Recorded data
————————

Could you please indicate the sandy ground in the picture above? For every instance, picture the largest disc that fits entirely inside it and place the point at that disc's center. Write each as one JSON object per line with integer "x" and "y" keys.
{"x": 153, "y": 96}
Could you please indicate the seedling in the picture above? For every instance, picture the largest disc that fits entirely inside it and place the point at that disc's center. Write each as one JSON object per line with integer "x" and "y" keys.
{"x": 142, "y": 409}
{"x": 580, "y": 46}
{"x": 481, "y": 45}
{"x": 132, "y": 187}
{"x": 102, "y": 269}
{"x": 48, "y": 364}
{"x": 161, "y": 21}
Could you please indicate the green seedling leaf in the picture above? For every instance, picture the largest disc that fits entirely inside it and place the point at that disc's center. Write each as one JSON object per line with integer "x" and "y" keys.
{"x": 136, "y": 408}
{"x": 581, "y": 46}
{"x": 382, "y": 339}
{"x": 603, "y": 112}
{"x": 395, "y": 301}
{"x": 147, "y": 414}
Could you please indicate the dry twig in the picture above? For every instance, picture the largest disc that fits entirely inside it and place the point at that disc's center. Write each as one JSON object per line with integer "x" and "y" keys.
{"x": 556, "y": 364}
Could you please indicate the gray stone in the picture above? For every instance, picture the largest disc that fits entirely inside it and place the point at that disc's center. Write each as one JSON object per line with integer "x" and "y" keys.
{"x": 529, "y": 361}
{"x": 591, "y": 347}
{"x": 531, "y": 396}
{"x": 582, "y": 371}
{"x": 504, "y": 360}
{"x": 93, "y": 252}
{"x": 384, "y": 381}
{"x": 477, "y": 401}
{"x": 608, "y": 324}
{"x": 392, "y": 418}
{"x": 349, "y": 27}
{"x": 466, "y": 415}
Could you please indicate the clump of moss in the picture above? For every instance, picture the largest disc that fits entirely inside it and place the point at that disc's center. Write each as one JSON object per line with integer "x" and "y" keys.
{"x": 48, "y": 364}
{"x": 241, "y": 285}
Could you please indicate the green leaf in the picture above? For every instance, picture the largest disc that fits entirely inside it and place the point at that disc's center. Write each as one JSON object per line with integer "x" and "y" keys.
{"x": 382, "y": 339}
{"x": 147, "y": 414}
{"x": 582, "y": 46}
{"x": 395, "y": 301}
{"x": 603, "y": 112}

————————

Rewrite the lines starting at the one containing "Could you please indicate the green leaf" and ending with the last line of the records, substituting "circle" for "disc" and keeping everything else the same.

* EXPECTED ANSWER *
Could you please indicate the green leaf in the picture above? For every instance, picture the largest circle that fits entirely inside it and place the point at that circle's center. Write each as one JSON object per line with integer "x" and "y" keys.
{"x": 382, "y": 339}
{"x": 147, "y": 414}
{"x": 582, "y": 46}
{"x": 395, "y": 301}
{"x": 603, "y": 112}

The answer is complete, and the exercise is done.